PROBLEM REQUIREMENTS |
Present every line of the records below as a Markdown table with two columns, Number and Record line, numbering the rows in order and leaving out any blank lines.

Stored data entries
◆ ◆ ◆ ◆ ◆

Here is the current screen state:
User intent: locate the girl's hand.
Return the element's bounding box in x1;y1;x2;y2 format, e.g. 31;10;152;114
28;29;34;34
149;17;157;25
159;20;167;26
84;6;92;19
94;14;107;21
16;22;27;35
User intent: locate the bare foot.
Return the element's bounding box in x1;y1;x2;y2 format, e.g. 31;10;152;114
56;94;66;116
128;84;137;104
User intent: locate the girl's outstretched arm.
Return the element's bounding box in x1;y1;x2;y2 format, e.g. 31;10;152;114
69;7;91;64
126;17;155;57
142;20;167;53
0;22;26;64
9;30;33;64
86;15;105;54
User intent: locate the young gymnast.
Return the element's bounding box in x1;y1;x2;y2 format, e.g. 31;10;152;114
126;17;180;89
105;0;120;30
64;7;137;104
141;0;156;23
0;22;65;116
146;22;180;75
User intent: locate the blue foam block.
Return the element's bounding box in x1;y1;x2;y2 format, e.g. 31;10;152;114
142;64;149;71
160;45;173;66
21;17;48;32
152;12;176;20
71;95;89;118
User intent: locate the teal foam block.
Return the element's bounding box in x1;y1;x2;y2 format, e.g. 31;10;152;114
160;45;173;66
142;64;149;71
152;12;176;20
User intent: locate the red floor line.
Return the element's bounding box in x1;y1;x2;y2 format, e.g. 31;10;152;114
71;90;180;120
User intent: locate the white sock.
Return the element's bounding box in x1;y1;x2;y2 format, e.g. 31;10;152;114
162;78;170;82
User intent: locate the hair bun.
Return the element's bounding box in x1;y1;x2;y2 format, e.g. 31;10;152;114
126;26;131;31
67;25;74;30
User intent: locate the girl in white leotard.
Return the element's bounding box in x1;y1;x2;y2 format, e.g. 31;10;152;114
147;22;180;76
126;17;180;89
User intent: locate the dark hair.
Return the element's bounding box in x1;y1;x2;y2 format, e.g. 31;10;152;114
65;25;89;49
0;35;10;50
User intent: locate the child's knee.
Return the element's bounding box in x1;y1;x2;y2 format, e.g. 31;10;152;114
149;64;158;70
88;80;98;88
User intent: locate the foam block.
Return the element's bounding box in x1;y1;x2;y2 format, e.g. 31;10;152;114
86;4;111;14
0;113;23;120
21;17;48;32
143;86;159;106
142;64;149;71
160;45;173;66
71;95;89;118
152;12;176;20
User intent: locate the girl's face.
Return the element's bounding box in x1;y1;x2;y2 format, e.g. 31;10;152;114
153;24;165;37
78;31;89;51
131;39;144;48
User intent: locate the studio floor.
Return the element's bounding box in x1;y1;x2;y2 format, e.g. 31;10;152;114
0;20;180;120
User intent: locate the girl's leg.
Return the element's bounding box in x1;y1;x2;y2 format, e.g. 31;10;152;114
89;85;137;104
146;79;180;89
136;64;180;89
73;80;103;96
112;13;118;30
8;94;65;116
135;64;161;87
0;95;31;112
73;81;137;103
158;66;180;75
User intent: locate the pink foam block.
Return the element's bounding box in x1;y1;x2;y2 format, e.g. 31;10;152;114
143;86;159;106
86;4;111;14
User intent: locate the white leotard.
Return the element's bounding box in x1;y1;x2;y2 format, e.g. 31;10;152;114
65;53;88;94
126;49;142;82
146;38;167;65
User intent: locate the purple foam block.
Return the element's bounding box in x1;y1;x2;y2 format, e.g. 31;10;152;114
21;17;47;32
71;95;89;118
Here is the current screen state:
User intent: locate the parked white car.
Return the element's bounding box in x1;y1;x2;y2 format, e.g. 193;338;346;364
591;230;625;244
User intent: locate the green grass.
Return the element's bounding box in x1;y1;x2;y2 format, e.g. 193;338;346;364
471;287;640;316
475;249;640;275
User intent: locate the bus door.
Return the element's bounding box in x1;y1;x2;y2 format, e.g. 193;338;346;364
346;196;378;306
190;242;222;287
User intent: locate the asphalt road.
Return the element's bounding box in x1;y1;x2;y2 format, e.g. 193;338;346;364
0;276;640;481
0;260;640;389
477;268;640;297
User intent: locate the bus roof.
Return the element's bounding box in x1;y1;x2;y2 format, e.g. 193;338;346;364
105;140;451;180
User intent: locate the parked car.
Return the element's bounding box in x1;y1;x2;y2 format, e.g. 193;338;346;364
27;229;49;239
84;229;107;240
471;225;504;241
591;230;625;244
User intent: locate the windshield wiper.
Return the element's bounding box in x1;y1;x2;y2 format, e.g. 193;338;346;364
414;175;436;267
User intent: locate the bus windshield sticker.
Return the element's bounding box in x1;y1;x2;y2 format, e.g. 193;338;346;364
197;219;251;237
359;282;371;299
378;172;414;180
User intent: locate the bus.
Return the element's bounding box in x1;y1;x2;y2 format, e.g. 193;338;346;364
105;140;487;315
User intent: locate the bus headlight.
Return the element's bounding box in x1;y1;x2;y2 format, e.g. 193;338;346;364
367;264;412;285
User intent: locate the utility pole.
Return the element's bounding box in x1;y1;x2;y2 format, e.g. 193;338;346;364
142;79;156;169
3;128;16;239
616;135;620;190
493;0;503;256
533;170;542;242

◆ ◆ ◆ ◆ ◆

FULL SOLUTION |
| Number | Record line |
|---|---|
| 1 | Here is the current screen state: |
| 2 | User intent: locate the girl's hand. |
| 3 | Return the element's bounding box in x1;y1;x2;y2 format, e.g. 31;10;152;114 |
| 4 | 28;29;34;34 |
| 5 | 149;17;157;25 |
| 6 | 159;20;167;26 |
| 7 | 84;6;92;19 |
| 8 | 94;14;107;21 |
| 9 | 16;22;27;35 |
| 10 | User intent: locate the bare foot. |
| 11 | Return the element's bounding box in x1;y1;x2;y2 format, e.g. 31;10;152;114 |
| 12 | 56;94;66;116 |
| 13 | 128;84;137;104 |
| 14 | User intent: locate the girl's outstretched arm. |
| 15 | Return the element's bounding box in x1;y1;x2;y2 format, e.g. 31;10;152;114 |
| 16 | 69;7;91;64 |
| 17 | 126;17;155;57 |
| 18 | 142;20;167;53 |
| 19 | 0;22;26;64 |
| 20 | 9;30;33;64 |
| 21 | 86;15;105;54 |
| 22 | User intent: locate the young gymnast. |
| 23 | Return the element's bounding box in x1;y1;x2;y2 format, e.g. 31;10;152;114 |
| 24 | 126;17;180;89 |
| 25 | 105;0;120;30 |
| 26 | 64;7;137;104 |
| 27 | 141;0;156;23 |
| 28 | 0;22;65;116 |
| 29 | 146;22;180;75 |
| 30 | User intent: locate the blue foam block. |
| 31 | Return the element's bounding box in x1;y1;x2;y2 format, e.g. 31;10;152;114 |
| 32 | 142;64;149;71 |
| 33 | 160;45;173;66 |
| 34 | 21;17;48;32 |
| 35 | 152;12;176;20 |
| 36 | 71;95;89;118 |
| 37 | User intent: locate the teal foam block. |
| 38 | Return the element's bounding box in x1;y1;x2;y2 format, e.g. 31;10;152;114 |
| 39 | 160;45;173;66 |
| 40 | 142;64;149;71 |
| 41 | 152;12;176;20 |
| 42 | User intent: locate the red floor line. |
| 43 | Return the element's bounding box in x1;y1;x2;y2 format, e.g. 31;10;152;114 |
| 44 | 71;90;180;120 |
| 45 | User intent: locate the white sock. |
| 46 | Return the element's bounding box in x1;y1;x2;y2 format, e.g. 31;10;152;114 |
| 47 | 162;78;170;82 |
| 48 | User intent: locate the hair bun. |
| 49 | Return the element's bounding box in x1;y1;x2;y2 format, e.g. 31;10;152;114 |
| 50 | 126;26;131;31 |
| 51 | 67;25;74;30 |
| 52 | User intent: locate the girl in white leotard. |
| 53 | Return the element's bounding box in x1;y1;x2;y2 format, e.g. 31;10;152;114 |
| 54 | 147;22;180;76 |
| 55 | 126;17;180;89 |
| 56 | User intent: locate the dark hair. |
| 57 | Return the element's bounding box in x1;y1;x2;y2 format, e.g. 31;10;152;114 |
| 58 | 65;25;89;49 |
| 59 | 0;35;10;50 |
| 60 | User intent: locate the child's knee. |
| 61 | Return the element's bounding box in x1;y1;x2;y2 format, e.g. 31;10;152;114 |
| 62 | 149;64;158;70 |
| 63 | 88;80;98;88 |
| 64 | User intent: locate the foam block. |
| 65 | Return the element's bounding box in x1;y1;x2;y2 format, e.g. 31;10;152;114 |
| 66 | 86;4;111;14 |
| 67 | 0;113;23;120 |
| 68 | 21;17;48;32 |
| 69 | 143;86;159;106 |
| 70 | 142;64;149;71 |
| 71 | 160;45;173;66 |
| 72 | 71;95;89;118 |
| 73 | 152;12;176;20 |
| 74 | User intent: locate the girl's face. |
| 75 | Return the element's bounding box in x1;y1;x2;y2 format, e.g. 31;10;152;114 |
| 76 | 153;24;165;37 |
| 77 | 78;31;89;51 |
| 78 | 131;39;144;48 |
| 79 | User intent: locate the studio floor. |
| 80 | Return the element's bounding box in x1;y1;x2;y2 format, e.g. 31;10;152;114 |
| 81 | 0;20;180;120 |
| 82 | User intent: locate the girl's leg. |
| 83 | Return the element's bounding box in x1;y1;x2;y2 format, e.g. 31;10;152;114 |
| 84 | 89;85;137;104 |
| 85 | 146;79;180;89 |
| 86 | 136;64;180;89 |
| 87 | 73;80;103;96 |
| 88 | 112;13;118;30 |
| 89 | 8;94;65;116 |
| 90 | 135;64;161;87 |
| 91 | 0;95;31;112 |
| 92 | 73;81;137;103 |
| 93 | 158;66;180;75 |
| 94 | User intent: locate the pink foam block. |
| 95 | Return the element's bounding box in x1;y1;x2;y2 format, e.g. 31;10;152;114 |
| 96 | 143;86;159;106 |
| 97 | 86;4;111;14 |
| 98 | User intent: locate the white leotard. |
| 99 | Return the element's bounding box in x1;y1;x2;y2 format, e.g. 31;10;152;114 |
| 100 | 65;53;88;94 |
| 101 | 126;49;142;82 |
| 102 | 146;38;167;65 |
| 103 | User intent: locate the purple foam block. |
| 104 | Return the element's bounding box in x1;y1;x2;y2 format, e.g. 31;10;152;114 |
| 105 | 21;17;47;32 |
| 106 | 71;95;89;118 |
| 107 | Here is the current screen state: |
| 108 | User intent: locate the parked white car. |
| 109 | Return the element's bounding box in x1;y1;x2;y2 format, e.g. 193;338;346;364 |
| 110 | 591;230;625;244 |
| 111 | User intent: locate the green grass. |
| 112 | Return the element's bounding box in x1;y1;x2;y2 format, e.g. 193;338;346;364 |
| 113 | 471;287;640;316 |
| 114 | 475;249;640;275 |
| 115 | User intent: locate the bus door. |
| 116 | Return the element's bounding box in x1;y1;x2;y2 format, e.g. 193;338;346;364 |
| 117 | 346;196;378;306 |
| 118 | 190;242;222;287 |
| 119 | User intent: locate the asphalt road. |
| 120 | Return the element's bounding box in x1;y1;x2;y2 format, e.g. 193;338;346;364 |
| 121 | 0;276;640;481 |
| 122 | 0;260;640;389 |
| 123 | 477;268;640;297 |
| 124 | User intent: locate the bus roof. |
| 125 | Return the element's bounding box in x1;y1;x2;y2 format, e.g. 193;338;346;364 |
| 126 | 105;140;451;180 |
| 127 | User intent: locate the parked car. |
| 128 | Return the element's bounding box in x1;y1;x2;y2 format, e.g. 193;338;346;364 |
| 129 | 27;229;49;239 |
| 130 | 84;229;107;240 |
| 131 | 471;225;504;241 |
| 132 | 591;230;625;244 |
| 133 | User intent: locate the windshield wiper. |
| 134 | Return the element's bounding box in x1;y1;x2;y2 format, e.g. 193;338;346;364 |
| 135 | 414;175;436;267 |
| 136 | User intent: locate the bus windshield sticker. |
| 137 | Return the element's bounding box in x1;y1;x2;y2 format, e.g. 193;338;346;364 |
| 138 | 197;219;251;237 |
| 139 | 359;282;371;299 |
| 140 | 378;172;414;180 |
| 141 | User intent: locate the bus. |
| 142 | Return the element's bounding box in x1;y1;x2;y2 format, e.g. 193;338;346;364 |
| 143 | 105;140;487;315 |
| 144 | User intent: locate the bus headlight. |
| 145 | Return the element's bounding box in x1;y1;x2;y2 format, e.g. 193;338;346;364 |
| 146 | 367;264;412;285 |
| 147 | User intent: locate the utility pole. |
| 148 | Return the element's bounding box in x1;y1;x2;y2 format, e.g. 193;338;346;364 |
| 149 | 142;79;156;169 |
| 150 | 3;128;16;239 |
| 151 | 616;135;620;190 |
| 152 | 493;0;503;256 |
| 153 | 533;170;542;242 |